Please copy each line of the data that includes the string "distant".

(Text-to-region grounding data)
────────────────────

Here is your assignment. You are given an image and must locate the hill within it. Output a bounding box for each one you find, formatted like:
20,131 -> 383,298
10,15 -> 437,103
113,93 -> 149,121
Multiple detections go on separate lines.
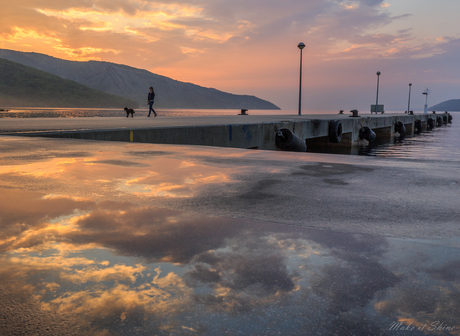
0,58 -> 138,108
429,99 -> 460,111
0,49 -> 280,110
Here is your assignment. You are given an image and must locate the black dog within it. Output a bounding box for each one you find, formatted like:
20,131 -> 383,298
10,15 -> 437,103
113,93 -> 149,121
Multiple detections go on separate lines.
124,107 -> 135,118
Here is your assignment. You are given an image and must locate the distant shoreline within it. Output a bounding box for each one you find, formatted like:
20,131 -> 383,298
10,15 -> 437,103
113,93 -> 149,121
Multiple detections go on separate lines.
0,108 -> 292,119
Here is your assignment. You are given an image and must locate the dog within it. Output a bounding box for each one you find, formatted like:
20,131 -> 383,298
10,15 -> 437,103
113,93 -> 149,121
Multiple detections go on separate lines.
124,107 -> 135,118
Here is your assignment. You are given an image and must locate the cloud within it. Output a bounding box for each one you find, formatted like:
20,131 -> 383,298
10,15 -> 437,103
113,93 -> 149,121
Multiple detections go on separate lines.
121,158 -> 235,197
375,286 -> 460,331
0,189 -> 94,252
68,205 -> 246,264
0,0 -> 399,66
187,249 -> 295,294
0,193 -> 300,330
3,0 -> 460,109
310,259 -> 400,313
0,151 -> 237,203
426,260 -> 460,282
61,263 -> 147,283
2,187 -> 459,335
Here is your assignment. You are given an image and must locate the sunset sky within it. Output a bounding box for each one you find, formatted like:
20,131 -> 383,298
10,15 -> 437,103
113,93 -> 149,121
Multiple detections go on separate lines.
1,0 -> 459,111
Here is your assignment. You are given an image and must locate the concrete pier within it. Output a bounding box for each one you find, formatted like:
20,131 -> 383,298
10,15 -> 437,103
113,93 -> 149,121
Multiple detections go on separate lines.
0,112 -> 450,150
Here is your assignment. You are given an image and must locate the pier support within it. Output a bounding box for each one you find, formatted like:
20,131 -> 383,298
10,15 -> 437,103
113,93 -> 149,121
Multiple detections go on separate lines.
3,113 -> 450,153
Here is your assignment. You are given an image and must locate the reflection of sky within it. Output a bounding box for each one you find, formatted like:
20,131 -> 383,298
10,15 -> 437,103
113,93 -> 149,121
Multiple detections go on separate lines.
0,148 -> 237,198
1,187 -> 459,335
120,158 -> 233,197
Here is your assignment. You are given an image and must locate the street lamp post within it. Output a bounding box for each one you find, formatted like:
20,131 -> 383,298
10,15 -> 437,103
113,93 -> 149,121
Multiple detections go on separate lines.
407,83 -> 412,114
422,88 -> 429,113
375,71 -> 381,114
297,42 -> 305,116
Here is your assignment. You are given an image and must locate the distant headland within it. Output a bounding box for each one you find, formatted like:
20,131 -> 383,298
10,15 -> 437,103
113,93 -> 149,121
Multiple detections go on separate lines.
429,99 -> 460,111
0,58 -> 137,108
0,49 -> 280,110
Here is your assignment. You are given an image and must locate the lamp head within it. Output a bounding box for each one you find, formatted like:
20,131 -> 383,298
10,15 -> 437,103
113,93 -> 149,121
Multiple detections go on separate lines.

────────────────────

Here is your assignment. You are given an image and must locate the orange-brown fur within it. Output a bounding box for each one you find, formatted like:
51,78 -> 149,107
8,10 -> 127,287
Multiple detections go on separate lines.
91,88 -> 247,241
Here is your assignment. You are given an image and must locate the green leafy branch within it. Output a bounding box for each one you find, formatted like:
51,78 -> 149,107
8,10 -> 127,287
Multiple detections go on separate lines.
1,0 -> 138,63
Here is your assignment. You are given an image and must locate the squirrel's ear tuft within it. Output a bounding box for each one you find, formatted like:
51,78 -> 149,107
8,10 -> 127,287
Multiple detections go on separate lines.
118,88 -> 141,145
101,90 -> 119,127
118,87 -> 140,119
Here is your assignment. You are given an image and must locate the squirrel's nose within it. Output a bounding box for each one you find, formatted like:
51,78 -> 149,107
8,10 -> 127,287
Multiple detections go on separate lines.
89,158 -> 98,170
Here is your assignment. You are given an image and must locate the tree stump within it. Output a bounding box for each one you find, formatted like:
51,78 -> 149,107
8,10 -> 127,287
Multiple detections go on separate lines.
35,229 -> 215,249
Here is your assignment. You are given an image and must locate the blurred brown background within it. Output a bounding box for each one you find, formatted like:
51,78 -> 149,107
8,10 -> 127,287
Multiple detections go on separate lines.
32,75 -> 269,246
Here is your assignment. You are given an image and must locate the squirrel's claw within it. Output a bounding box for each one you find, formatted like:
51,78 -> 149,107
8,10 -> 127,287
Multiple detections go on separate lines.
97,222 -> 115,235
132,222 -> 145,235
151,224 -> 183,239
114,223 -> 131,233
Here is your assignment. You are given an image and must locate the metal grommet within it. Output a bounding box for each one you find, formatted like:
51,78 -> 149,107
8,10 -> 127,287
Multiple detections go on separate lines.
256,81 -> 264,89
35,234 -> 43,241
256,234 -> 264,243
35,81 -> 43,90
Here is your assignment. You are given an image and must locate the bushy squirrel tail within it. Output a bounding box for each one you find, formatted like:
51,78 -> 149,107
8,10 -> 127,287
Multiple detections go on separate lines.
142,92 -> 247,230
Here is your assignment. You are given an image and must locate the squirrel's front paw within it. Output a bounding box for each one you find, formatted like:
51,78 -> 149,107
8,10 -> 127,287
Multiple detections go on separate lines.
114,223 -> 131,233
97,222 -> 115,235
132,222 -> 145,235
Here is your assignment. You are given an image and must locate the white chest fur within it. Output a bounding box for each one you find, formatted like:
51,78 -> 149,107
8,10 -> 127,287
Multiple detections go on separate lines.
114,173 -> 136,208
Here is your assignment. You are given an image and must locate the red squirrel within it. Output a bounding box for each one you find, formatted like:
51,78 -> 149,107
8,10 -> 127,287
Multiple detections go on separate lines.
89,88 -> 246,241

────────────────────

_ANSWER FOR THE TASK_
Here is your assignment. You are given an image and must locate the distant shoreline within it. Output a bounding box for each one you find, formatted like:
Here is your assignment. You are given an image and must locate the distant headland within it. Output a bounding box for each one you find, formatted like:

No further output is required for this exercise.